• _Actions to take_:
a – According to the blog post, how far away is one parent when the child is with the other?
b – Duplicate the blog post's wording starting at "Thanks again, Badass….*smooch*" and ending at "reason at all.".

• _Selected extract_:
________________________________________

Thanks again, Badass….*smooch*

The Squall

July 11, 2008 By: Moonspun Category: Uncategorized

It’s not easy being a stepmom. Now as I have said before, Lil RP#1 is a great kid for the most part. I try all I can to have empathy for her situation. It can’t be easy having your parents live so far apart. Knowing if you are with one, the other is 1000 miles away.

 Still, as is the way of the world, there are things about her personality that I struggle with. I found out last night, that they become magnified for me when lil moonspun is gone. I am not entirely sure why. Maybe because I miss lil moonspun, maybe because my left pinky toe is sore, maybe mercury is retrograde, or maybe there is no good reason at all.

  As the night wore on, I found myself wanting to scream at little things. And so I withdrew. I find withdrawing from the situation easier on everyone else. I know it’s confusing to RP and I do my best not to be outwardly rude to lil RP#1, but I’d rather withdraw than have an adult temper tantrum and permanently scar a child. I am also, more so than RP, hypersensitive about what Lil RP#1 might say/complain about when she talks to her mother on the phone. RP has enough issues in communications with the…uh…ok, I’ll refrain from name-calling today…woman…without me doing something to exacerbate the situation.

________________________________________

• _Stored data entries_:
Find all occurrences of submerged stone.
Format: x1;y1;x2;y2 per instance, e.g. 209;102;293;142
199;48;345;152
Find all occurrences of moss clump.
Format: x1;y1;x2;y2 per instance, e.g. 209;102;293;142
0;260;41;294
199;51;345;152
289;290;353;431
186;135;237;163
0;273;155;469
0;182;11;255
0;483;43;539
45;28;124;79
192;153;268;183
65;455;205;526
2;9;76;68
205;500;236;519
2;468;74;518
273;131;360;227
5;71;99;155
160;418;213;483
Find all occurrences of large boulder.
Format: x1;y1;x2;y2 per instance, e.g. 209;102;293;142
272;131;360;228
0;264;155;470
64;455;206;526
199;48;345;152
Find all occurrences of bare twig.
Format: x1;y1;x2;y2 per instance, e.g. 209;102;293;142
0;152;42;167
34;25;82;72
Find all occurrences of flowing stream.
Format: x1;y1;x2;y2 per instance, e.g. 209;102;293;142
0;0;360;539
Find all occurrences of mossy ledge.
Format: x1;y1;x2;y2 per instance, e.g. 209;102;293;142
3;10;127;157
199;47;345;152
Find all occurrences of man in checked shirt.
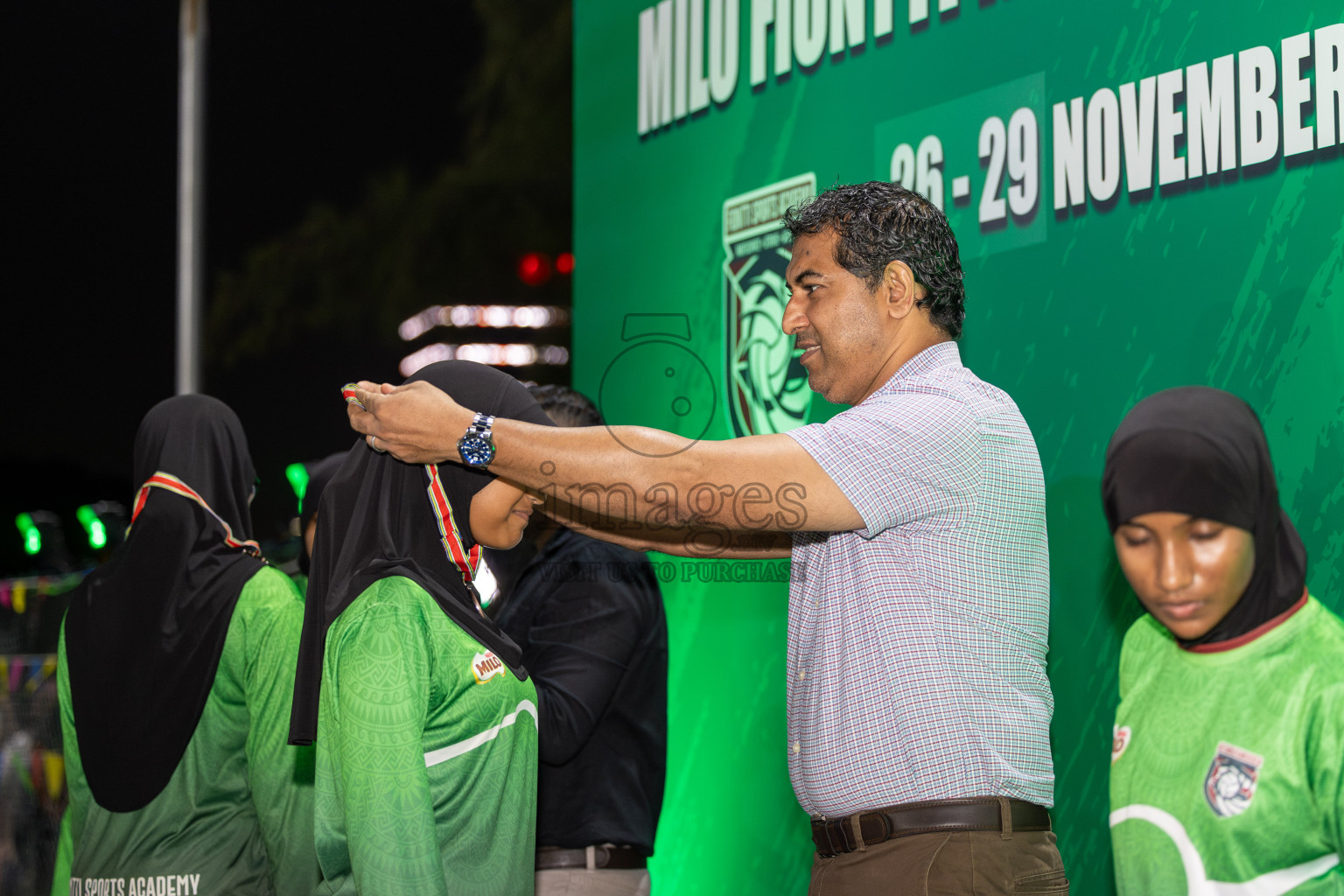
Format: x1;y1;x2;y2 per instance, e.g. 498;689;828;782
349;183;1068;896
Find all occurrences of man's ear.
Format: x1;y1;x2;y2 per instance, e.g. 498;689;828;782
879;259;925;319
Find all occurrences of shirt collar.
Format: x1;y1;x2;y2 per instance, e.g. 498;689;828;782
865;340;961;400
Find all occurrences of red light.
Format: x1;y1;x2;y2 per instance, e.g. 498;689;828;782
517;253;551;286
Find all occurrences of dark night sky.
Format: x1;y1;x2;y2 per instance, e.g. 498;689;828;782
0;0;480;574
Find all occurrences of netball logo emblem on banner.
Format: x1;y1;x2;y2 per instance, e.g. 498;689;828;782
723;172;817;437
1204;743;1264;818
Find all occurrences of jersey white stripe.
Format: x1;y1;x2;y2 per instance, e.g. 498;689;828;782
1110;803;1340;896
1208;853;1340;896
424;700;537;768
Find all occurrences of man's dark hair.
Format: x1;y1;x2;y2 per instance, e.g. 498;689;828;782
527;386;606;426
783;180;966;339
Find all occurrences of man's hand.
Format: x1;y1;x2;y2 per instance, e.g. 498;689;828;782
346;380;471;464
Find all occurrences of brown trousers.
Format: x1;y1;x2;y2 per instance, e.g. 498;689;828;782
808;830;1068;896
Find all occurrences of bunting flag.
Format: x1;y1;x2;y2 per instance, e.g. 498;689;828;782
126;470;261;557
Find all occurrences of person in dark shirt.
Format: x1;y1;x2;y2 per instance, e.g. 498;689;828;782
485;386;668;896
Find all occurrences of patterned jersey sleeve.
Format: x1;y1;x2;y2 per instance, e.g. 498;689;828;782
317;591;447;896
789;392;984;537
230;567;318;893
1306;682;1344;856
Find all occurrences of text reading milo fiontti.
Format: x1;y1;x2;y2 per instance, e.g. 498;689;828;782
70;874;200;896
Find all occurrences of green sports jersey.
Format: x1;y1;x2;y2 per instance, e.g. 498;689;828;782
51;567;317;896
1110;598;1344;896
316;577;536;896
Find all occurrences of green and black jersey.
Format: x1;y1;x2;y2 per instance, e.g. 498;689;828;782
52;567;317;896
316;577;536;896
1110;598;1344;896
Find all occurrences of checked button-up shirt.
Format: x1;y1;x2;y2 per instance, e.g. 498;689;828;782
787;342;1054;816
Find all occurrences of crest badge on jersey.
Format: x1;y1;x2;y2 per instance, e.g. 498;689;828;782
1204;741;1264;818
723;172;817;437
1110;725;1133;761
472;650;508;685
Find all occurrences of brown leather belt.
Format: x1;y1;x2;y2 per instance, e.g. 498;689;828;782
536;846;649;871
812;796;1050;858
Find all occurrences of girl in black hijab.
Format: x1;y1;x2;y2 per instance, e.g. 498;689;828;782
294;452;346;594
53;395;317;893
290;361;550;896
1102;387;1344;896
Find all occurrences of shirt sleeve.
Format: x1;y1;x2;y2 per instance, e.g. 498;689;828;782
789;394;984;539
235;567;318;893
523;564;648;766
326;591;447;896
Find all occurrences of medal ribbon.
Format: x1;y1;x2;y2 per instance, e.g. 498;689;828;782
126;470;261;557
424;464;484;615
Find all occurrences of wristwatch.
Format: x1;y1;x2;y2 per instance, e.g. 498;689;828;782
457;414;494;466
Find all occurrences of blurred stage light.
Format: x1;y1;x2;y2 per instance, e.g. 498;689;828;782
285;464;308;513
13;513;42;555
517;253;551;286
401;342;570;376
396;304;570;342
75;504;108;550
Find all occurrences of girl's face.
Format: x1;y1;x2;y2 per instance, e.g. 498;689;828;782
1114;512;1256;640
471;479;542;548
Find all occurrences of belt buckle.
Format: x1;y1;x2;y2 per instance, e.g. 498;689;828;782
813;818;840;858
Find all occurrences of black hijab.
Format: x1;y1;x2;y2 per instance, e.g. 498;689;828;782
1102;386;1306;648
289;361;554;745
66;395;263;811
298;452;346;575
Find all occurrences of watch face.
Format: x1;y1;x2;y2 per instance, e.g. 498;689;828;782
457;435;494;466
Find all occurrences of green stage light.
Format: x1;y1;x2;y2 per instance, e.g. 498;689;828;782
75;504;108;550
285;464;308;513
13;513;42;554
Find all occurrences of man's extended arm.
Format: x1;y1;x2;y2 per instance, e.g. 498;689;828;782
348;382;864;532
542;501;793;560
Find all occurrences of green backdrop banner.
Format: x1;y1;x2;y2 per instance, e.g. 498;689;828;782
574;0;1344;894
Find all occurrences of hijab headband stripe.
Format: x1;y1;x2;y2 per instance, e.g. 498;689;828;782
424;464;481;583
126;470;261;556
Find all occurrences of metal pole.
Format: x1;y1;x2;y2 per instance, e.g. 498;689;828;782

________________________________________

• _Numbered responses_:
a – 1000 miles away.

b –
Thanks again, Badass….*smooch*

The Squall

July 11, 2008 By: Moonspun Category: Uncategorized

It’s not easy being a stepmom. Now as I have said before, Lil RP#1 is a great kid for the most part. I try all I can to have empathy for her situation. It can’t be easy having your parents live so far apart. Knowing if you are with one, the other is 1000 miles away.

 Still, as is the way of the world, there are things about her personality that I struggle with. I found out last night, that they become magnified for me when lil moonspun is gone. I am not entirely sure why. Maybe because I miss lil moonspun, maybe because my left pinky toe is sore, maybe mercury is retrograde, or maybe there is no good reason at all.